**DO THIS**
Each entry below is to be transcribed exactly.

**LISTING**

--------------------

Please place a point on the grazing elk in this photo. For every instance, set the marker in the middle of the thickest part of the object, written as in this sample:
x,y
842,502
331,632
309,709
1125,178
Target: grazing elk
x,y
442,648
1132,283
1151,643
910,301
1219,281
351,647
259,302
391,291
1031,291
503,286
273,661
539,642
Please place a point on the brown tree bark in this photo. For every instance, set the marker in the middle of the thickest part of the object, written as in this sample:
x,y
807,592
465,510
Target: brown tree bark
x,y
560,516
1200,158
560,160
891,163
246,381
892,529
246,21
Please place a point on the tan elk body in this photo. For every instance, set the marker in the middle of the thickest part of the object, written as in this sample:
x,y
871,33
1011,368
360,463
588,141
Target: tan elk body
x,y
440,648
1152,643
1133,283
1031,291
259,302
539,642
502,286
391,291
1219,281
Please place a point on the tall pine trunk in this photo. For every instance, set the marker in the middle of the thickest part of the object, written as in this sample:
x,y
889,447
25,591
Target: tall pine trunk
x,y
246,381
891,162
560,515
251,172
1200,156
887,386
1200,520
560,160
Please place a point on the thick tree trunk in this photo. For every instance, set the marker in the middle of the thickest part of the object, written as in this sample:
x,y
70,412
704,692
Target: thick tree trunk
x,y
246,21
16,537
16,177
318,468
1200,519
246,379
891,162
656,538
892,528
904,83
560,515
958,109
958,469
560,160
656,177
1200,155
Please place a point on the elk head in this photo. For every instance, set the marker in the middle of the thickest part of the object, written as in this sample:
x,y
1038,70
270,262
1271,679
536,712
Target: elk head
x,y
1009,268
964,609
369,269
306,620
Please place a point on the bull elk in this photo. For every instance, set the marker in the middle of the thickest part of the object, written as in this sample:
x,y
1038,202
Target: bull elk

--------------------

**CORRECT RESULT**
Please place a point on the grazing elk in this photo. For every instance, set the marker in the middle of the thickest part of the object, written as in this sample:
x,y
842,502
331,632
309,709
1125,178
Target: grazing elk
x,y
442,648
1132,283
1151,643
910,301
1219,281
351,647
259,302
391,291
1031,291
503,286
273,661
539,642
Please place a point on the brown tree bark in this photo. For every instance, set the marker in the middle of the thickest part of the object, written as in this sample:
x,y
807,592
465,510
Target: brown tree bark
x,y
560,516
1200,158
560,160
891,163
246,381
892,529
246,21
Please place a point on the tan elk body in this photo. For every instance, set the marker in the middle of the thickest part of the object, written as in this sample:
x,y
871,33
1011,368
360,463
588,141
Target: tan elk body
x,y
440,648
1152,643
1133,283
1031,291
259,302
539,642
502,286
391,291
1219,281
Please place a point on the tall pine trunk in this photo. For every instance, set the marker in the middle of the thickest part of the object, written as in this sample:
x,y
889,447
25,591
Target: tall pine trunk
x,y
246,381
891,162
560,515
251,172
1200,156
887,386
1200,520
560,160
Please place a point on the thick tree trunk in this photo. For every instance, set the marker in the middle of the thickest part of the object, written as in this sample:
x,y
70,412
704,692
Target: thick tree trunk
x,y
246,21
16,537
16,177
318,468
1200,519
246,379
891,162
656,538
892,528
904,83
560,515
958,109
958,469
560,160
656,177
1200,155
Please place a point on the elk head in this photo. For every instance, set the marker in the middle of the thickest part of the object, written as in this sample:
x,y
1038,70
270,262
1271,679
536,712
Target: elk head
x,y
1009,268
964,609
369,269
306,620
Please place a point on the bull elk in this photo. For every instance, set the marker in the middle of the thickest part of the object, written as in this sample:
x,y
1038,202
Target: bull elk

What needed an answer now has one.